== Segment start ==
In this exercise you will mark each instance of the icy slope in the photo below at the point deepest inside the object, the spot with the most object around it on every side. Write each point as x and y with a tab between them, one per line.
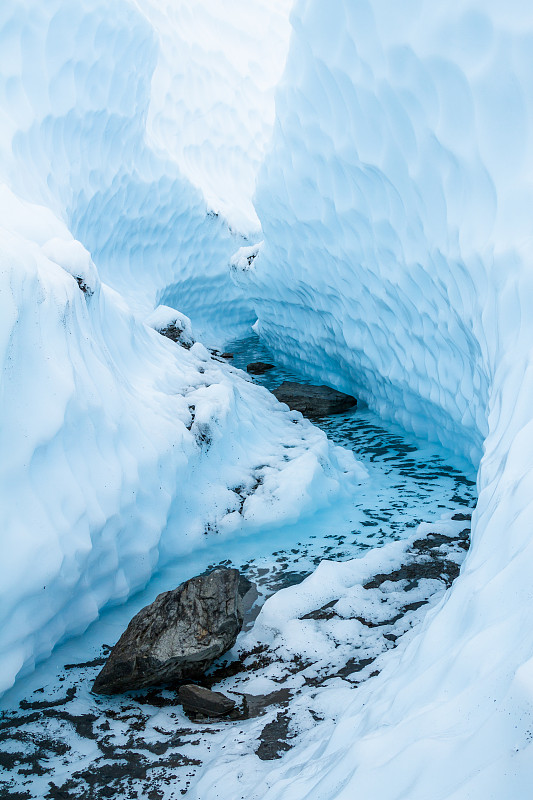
118	448
396	210
97	117
212	94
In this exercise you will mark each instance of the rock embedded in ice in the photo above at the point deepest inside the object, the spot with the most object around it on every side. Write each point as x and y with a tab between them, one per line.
203	701
259	367
314	401
172	324
179	635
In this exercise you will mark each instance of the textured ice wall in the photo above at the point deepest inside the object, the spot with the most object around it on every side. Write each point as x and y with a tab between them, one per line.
88	91
396	207
212	97
118	448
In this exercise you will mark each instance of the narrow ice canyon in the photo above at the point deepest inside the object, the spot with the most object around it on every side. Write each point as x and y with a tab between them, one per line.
344	190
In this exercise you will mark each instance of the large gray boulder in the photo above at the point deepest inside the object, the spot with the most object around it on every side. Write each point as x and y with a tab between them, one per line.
313	401
179	635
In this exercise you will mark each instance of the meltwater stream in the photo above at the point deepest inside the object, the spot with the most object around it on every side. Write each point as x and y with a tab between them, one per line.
59	741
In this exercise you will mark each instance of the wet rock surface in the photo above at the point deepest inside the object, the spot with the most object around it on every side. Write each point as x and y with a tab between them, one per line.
198	700
64	743
313	401
179	635
259	367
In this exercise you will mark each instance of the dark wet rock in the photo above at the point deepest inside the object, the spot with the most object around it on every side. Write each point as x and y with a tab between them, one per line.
178	636
198	700
314	401
179	333
259	367
273	738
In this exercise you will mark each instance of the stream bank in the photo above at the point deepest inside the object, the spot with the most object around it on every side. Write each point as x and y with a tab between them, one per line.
356	579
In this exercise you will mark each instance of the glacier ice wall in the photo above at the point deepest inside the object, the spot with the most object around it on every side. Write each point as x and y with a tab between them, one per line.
397	259
88	92
119	449
212	95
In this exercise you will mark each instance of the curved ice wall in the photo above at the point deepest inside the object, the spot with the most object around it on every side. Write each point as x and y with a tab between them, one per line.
118	448
397	207
98	102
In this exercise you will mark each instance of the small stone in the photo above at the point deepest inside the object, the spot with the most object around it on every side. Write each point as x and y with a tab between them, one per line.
204	701
314	401
259	367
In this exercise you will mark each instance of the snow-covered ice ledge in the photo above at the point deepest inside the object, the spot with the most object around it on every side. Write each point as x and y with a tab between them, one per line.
120	449
396	211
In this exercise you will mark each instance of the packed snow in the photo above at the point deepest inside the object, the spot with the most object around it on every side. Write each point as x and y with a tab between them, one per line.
387	252
119	448
396	212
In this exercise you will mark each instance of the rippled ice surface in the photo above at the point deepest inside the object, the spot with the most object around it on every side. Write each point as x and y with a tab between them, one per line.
58	741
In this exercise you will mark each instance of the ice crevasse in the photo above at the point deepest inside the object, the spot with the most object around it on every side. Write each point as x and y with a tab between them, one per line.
119	449
396	205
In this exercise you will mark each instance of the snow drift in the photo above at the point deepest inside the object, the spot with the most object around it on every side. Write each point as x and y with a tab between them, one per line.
397	260
119	449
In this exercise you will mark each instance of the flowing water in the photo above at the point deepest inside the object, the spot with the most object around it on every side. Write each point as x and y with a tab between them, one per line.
59	741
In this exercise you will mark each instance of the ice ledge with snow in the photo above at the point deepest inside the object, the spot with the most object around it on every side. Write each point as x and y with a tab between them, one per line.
120	449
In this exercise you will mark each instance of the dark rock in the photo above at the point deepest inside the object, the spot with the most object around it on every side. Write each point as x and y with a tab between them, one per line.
204	701
314	401
178	636
259	367
273	738
178	333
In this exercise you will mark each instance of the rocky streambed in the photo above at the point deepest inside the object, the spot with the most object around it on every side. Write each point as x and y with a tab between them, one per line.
332	597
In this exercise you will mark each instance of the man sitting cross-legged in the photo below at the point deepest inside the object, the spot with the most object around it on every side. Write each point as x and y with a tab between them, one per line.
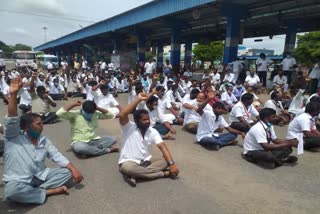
84	122
262	146
211	120
137	138
26	177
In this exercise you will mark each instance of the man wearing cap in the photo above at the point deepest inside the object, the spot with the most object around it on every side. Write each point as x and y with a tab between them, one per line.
84	122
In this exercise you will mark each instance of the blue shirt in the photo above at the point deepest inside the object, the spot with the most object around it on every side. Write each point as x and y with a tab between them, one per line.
22	159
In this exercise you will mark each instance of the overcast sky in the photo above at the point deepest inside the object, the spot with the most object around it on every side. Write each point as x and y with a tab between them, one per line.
22	21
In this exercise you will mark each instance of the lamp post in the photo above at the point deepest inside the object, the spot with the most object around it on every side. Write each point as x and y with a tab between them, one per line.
45	33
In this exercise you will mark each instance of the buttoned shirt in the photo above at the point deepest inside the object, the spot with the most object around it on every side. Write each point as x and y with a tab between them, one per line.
23	160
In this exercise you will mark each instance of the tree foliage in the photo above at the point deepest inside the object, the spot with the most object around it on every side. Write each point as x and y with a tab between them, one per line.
210	52
308	49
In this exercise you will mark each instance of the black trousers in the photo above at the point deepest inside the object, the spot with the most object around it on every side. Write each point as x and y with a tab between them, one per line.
263	77
262	156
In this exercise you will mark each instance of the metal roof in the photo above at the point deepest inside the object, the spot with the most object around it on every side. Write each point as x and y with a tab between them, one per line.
157	19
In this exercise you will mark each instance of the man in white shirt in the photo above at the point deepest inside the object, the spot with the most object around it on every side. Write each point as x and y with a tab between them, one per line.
191	116
188	72
241	113
228	98
261	145
49	66
149	67
281	81
102	67
64	65
252	80
165	104
282	116
288	65
211	120
137	137
151	105
215	80
104	99
262	68
56	90
236	69
84	64
304	125
314	78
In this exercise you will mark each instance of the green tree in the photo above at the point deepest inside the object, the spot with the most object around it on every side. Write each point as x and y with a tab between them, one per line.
210	52
308	49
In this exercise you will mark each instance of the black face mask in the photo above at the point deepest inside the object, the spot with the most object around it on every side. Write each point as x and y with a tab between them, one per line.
143	127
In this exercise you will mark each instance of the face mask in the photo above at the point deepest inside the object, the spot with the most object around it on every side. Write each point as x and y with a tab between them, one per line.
34	134
269	124
87	116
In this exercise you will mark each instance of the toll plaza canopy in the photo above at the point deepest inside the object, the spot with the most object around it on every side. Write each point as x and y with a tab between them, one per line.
176	22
== Segment end ==
- TASK INSTRUCTIONS:
Produce a verbatim copy of the listing, leaving out all pictures.

- WORKED SOLUTION:
In this exercise you will mark each instance of the icy slope in the photo below at the point deepest inside the object, the spot with the most object around it on every side. Write each point as x and y with a tab between them, one per line.
118	448
396	210
97	117
212	94
In this exercise you will mark each instance of the rock embedded in ice in the photo above at the point deepest inside the object, the spot with the most object around it on every side. Write each point as x and y with a tab between them, one per line.
203	701
259	367
314	401
172	324
179	635
In this exercise you will mark each instance of the textured ice wall in the photo above at the point deepest inside the object, the spot with the most object around it on every side. Write each point as x and y with a tab between them, one per line.
88	91
396	207
212	97
118	448
In this exercise you will mark each instance of the narrow ice canyon in the photo above at the point deepest inside the object, the spot with the most object around it on every side. Write each point as x and y with a tab between them, one per line.
344	190
In this exercise you will mark each instance of the large gray boulder in the photo above at the point deepest inside the object, the spot with the most object around it on every side. Write each point as x and y with a tab between them, one per line.
313	401
179	635
In this exercise you will mark each instance of the meltwater stream in the photo above at the point deepest inside the object, the spot with the most object around it on every side. Write each point as x and y with a tab between them, one per line.
59	741
In this exercise you will mark each instance of the wet rock surface in the photo above at the point deepest inside the object, the spot with the most object around it on every side. Write each point as x and y with a tab between them, one per line.
198	700
64	743
313	401
179	635
259	367
In this exercise you will mark each instance of the dark wet rock in the photo above at the point deepest inside the object, the spot with the most object around it on every side. Write each point as x and y with a tab between them, one per line.
178	636
198	700
314	401
179	333
259	367
273	738
In this exercise you will mark each instance of the stream bank in the photo above at the point deepest inside the object, the spot with the most object around it on every side. Write each point as x and y with a tab between them, one per line.
356	579
In this exercise you will mark each instance of the glacier ice wall in the photo above at the point deepest inside the object, the spot with the most object around it on every side. Write each point as x and y with a tab between them, one per line.
397	259
88	92
119	449
212	95
In this exercise you will mark each instance of the curved ice wall in the photo above at the point deepest inside the object, the spot with the most object around it on every side. Write each point as x and y with a tab between them, one per line.
118	448
397	207
98	102
In this exercise you will mark each instance of the small stone in the photo above at the point deepest inside the object, the spot with the most object around it on every side. Write each point as x and y with a tab between them, one per line.
204	701
314	401
259	367
In this exercise you will mark each instance of the snow-covered ice ledge in the photo above at the point deepest inside the object, the spot with the most object around it on every side. Write each point as x and y with a tab between them, one per line.
120	449
396	211
In this exercise you will mark each instance of the packed snow in the photo above at the point deepest inside the object, the spot with the most object around it on every side. Write each point as x and y with a tab between them, one per line.
387	252
119	448
396	212
In this exercise you will mark each instance of the rippled ice surface in the photo above at the point deepest inside the object, the spot with the most object around it on every side. Write each point as x and y with a tab between them, one per line.
58	741
In this exercise you will mark each instance of the ice crevasse in the photo above at the point deepest inside the object, the spot with the most object around it on every side. Write each point as x and y with a tab between them, one per line.
119	449
396	205
In this exercise you will mark each instance of the snow drift in the photo above at the point deepest inside the object, the spot with the most object around it on every side. Write each point as x and y with a tab between them, one per line.
397	260
119	449
In this exercise you will mark each instance of the flowing water in the photo above at the point deepest inside the object, the spot with the most object around it on every side. Write each point as x and y with a tab between them, one per line.
59	741
In this exercise you will mark each instance of the ice ledge with snow in the photo above at the point deepest inside the object, the spot with the most object around it on every side. Write each point as x and y with a tab between them, one per line.
120	449
In this exercise you will mark each instance of the dark rock in the photo above at the point deepest inside the object, the spot with the most object around it on every side. Write each point as x and y with a tab between them, one per line.
204	701
314	401
178	636
259	367
273	738
178	333
In this exercise you will mark each instance of the rocky streambed in the photo above at the point deepest inside the object, the spot with the most object around it on every side. Write each point as x and y with a tab between them, one per line.
332	597
In this exercise you will mark each instance of the man sitting cross-legged in the photo below at the point deepest inside the object, the spot with the most object around it on every side. Write each point as x and y with a tab between them, one per line.
84	122
262	146
211	120
137	138
26	177
In this exercise you will mark each instance of the man wearing cap in the photo above at the point deepest inside the object, the spot with the most object around it on every side. Write each point as x and y with a tab between them, one per line.
84	122
In this exercise you will mark each instance of the blue shirt in the photo above at the point deepest inside the object, the spot with the most object around it on every side. Write each point as x and y with a tab between them, one per line.
22	159
In this exercise you will mark each instance of the overcast sky in the photo above at the point deepest inside the object, the spot with the most object around it on every side. Write each point as x and y with a tab between them, one per line.
22	21
In this exercise you will mark each instance of the lamp post in the photo above at the point deepest inside the object, the spot with the most object around it on every side. Write each point as x and y with a tab between them, one per line.
45	33
In this exercise you will mark each instance of the buttoned shirt in the photo above at the point deepest inside the object, the spot with the most object around it on every side. Write each point as x and y with a tab between them, one per line.
23	160
In this exercise you will mark each instance of the tree foliage in the photo above at the point deepest inside the object, the spot with the most object around it on every side. Write each point as x and y with a tab between them, one per line.
210	52
308	49
In this exercise you will mark each instance of the black trousers in the photo above at the point deepest inside the object, the spot with the most object around it on every side. Write each point as x and y with a tab between them, one per line.
263	77
262	156
In this exercise you will mark each instance of the metal roof in the photo above at the point deepest inside the object, the spot with the most object around it on every side. Write each point as x and y with a tab between them, one per line.
157	19
In this exercise you will mark each instance of the man in white shirt in the photo above at the point deepest inside the object, the spot with the most object around it on every side. Write each point as x and y with a tab between them, one per line.
191	116
188	72
241	113
228	98
261	145
49	66
149	67
281	81
102	67
64	65
252	80
165	104
282	116
288	65
211	120
137	137
151	105
215	80
104	99
262	68
56	90
236	69
84	64
304	125
314	78
In this exercise you will mark each instance of the green tree in the photo above at the point deepest inside the object, the spot with the most object around it on every side. Write each point as x and y with a tab between them, one per line.
210	52
308	49
In this exercise you will mark each instance of the black face mask in the photo above at the point deepest inside the object, the spot with the most object around it on every side. Write each point as x and y with a tab between them, one per line.
143	127
In this exercise you will mark each instance of the face mask in the photo above at the point deepest inside the object, the spot with the most object around it on every side. Write each point as x and y with a tab between them, one per line.
34	134
269	124
87	116
In this exercise you will mark each instance of the toll plaza canopy in the photo above at the point deepest inside the object, the spot with the most object around it on every side. Write each point as x and y with a tab between them, one per line.
176	22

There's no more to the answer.